--- Materials provided ---

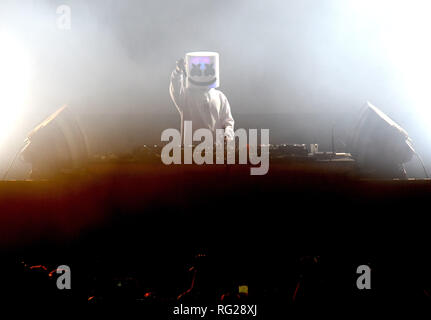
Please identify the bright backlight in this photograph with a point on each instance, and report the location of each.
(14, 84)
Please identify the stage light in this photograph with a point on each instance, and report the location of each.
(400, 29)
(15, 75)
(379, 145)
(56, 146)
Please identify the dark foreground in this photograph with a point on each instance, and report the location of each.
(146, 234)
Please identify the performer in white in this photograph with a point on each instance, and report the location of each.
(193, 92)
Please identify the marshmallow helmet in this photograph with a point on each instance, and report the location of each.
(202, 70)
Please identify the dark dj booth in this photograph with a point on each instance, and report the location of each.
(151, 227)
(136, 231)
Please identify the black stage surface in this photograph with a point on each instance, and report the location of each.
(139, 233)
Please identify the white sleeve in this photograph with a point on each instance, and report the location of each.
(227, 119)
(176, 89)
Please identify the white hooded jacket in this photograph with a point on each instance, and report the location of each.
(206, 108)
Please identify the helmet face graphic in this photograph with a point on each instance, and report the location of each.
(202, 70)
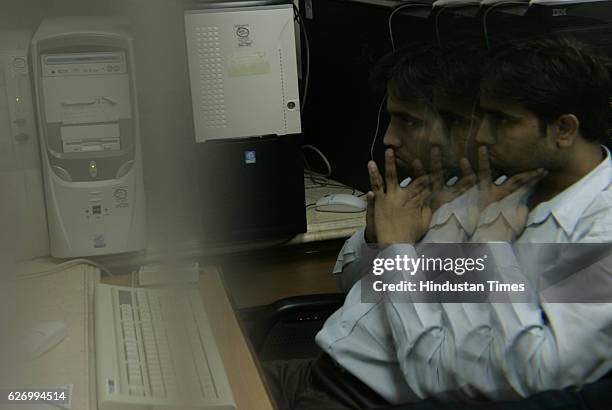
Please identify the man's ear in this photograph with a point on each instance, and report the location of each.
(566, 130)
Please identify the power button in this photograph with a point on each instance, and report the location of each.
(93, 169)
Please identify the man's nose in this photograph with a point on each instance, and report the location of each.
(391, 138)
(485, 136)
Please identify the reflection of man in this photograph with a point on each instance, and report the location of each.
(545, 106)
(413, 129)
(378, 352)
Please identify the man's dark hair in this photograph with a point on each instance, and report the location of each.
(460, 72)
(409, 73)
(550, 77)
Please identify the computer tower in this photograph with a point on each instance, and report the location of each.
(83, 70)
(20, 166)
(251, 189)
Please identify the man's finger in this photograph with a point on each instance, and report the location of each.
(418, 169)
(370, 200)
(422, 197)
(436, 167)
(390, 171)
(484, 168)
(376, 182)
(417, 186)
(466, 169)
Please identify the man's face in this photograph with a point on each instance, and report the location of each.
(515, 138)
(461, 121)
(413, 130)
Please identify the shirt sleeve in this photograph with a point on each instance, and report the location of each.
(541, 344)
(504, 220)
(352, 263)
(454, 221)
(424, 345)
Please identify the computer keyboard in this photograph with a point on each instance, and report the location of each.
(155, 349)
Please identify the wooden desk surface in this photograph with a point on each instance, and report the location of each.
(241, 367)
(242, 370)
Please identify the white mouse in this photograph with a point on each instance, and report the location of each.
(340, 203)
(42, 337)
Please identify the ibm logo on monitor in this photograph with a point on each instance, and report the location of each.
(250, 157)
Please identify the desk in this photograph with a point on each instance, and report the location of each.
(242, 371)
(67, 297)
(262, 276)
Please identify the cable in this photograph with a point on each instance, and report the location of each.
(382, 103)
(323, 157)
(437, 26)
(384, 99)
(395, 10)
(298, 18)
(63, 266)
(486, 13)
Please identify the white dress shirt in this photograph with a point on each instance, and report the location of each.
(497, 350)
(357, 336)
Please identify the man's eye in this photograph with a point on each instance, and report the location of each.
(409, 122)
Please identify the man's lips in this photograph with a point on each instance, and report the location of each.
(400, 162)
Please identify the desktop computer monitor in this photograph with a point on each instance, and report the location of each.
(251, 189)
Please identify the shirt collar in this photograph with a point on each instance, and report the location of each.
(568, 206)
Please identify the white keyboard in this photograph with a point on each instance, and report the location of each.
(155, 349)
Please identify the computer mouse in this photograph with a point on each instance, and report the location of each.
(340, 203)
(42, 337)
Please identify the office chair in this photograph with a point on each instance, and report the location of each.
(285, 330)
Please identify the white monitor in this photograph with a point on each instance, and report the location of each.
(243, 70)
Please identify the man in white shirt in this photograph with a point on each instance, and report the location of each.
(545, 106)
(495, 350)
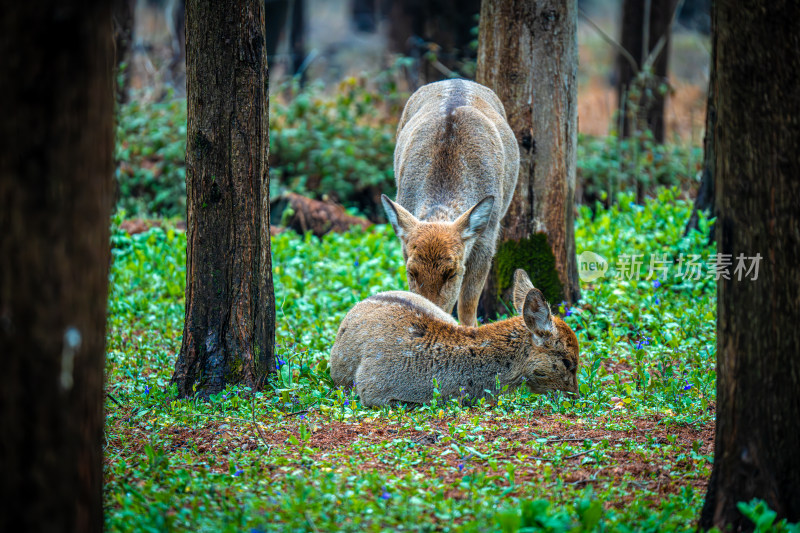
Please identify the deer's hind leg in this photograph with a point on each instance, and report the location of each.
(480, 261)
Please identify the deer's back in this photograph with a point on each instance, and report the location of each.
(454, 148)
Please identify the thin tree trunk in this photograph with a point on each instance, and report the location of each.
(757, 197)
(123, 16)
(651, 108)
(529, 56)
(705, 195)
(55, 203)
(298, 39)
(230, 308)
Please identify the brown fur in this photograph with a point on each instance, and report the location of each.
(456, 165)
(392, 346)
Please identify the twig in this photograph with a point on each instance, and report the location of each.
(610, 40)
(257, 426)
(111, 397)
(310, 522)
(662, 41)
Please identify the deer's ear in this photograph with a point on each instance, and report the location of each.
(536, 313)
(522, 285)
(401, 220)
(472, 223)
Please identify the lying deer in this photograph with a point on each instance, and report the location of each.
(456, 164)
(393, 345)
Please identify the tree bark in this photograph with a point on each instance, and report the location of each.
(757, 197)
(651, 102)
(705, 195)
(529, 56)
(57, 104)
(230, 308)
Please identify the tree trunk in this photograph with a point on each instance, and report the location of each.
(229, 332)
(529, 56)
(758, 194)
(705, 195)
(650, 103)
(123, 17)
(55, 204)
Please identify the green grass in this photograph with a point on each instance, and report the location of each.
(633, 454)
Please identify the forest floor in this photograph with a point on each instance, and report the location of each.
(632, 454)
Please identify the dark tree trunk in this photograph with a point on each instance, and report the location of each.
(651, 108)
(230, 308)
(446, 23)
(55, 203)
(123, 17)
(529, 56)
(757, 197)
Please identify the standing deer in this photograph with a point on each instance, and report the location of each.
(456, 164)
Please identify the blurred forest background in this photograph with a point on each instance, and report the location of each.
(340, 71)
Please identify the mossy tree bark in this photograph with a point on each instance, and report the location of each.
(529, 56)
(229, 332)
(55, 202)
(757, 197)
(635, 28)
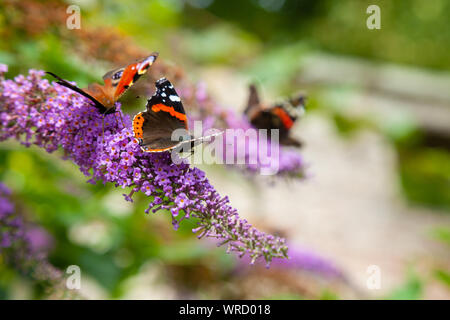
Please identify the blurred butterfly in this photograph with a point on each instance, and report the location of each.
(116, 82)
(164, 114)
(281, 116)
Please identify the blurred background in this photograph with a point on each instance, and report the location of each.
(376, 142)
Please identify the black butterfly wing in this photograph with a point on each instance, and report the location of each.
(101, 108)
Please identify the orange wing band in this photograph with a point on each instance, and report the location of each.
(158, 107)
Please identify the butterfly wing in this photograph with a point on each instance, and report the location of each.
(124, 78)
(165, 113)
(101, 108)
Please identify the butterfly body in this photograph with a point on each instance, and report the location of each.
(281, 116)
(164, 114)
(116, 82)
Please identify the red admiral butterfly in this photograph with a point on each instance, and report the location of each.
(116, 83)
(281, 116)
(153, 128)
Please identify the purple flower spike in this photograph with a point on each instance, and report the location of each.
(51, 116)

---
--- Materials provided ---

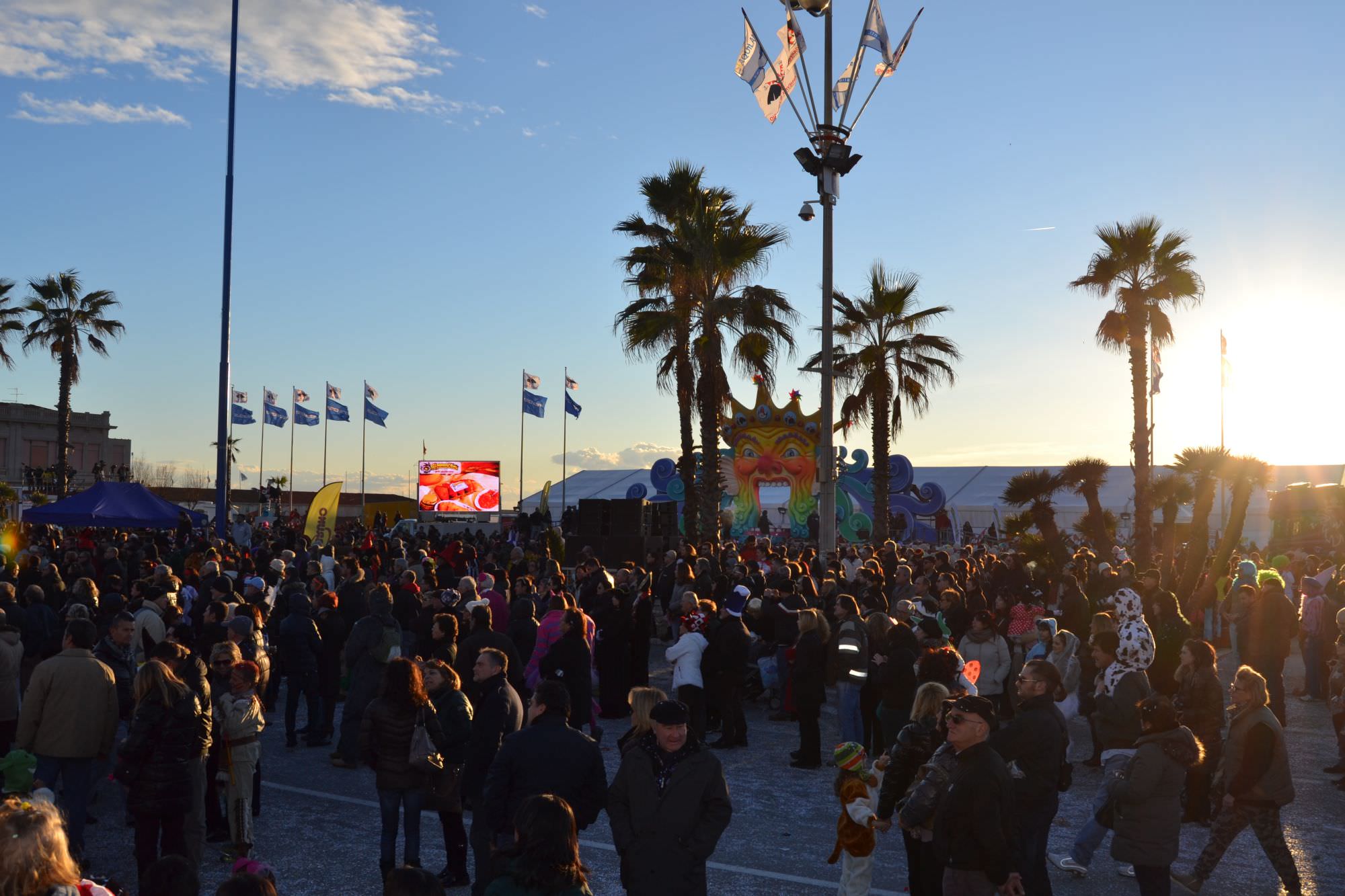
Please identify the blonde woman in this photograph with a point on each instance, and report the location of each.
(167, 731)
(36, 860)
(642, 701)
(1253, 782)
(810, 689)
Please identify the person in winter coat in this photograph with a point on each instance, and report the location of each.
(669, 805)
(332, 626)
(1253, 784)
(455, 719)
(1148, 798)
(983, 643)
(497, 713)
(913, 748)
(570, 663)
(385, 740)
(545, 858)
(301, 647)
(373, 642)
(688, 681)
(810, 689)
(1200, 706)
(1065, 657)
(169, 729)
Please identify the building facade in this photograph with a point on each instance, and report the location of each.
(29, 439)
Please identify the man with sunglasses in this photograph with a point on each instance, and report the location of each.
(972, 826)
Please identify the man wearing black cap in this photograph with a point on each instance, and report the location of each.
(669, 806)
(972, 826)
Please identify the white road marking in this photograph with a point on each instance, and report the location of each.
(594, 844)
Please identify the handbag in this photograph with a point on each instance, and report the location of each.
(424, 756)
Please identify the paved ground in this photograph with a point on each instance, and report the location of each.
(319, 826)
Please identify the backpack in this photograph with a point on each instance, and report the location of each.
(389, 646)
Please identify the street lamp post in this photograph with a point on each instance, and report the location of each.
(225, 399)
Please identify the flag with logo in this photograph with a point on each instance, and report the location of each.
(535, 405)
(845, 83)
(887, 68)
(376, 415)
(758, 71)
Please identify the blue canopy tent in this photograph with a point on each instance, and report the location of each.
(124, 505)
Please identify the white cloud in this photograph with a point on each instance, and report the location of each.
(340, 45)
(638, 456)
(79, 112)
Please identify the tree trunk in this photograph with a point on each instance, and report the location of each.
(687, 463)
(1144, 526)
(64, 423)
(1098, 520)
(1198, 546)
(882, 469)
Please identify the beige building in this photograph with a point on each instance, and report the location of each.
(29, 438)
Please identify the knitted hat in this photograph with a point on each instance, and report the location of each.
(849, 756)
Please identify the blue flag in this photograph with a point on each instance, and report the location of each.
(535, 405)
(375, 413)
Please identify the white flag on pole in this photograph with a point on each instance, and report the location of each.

---

Aim:
Please pick out every row above that contains the word "logo" and copy each of those rows in full.

Exercise answer:
Please identify the ibm logo on monitor in this photograph with a point on each instance, and report the location of each.
Please identify the flag with logo in this photograph with a point on each instance, and report the location of each.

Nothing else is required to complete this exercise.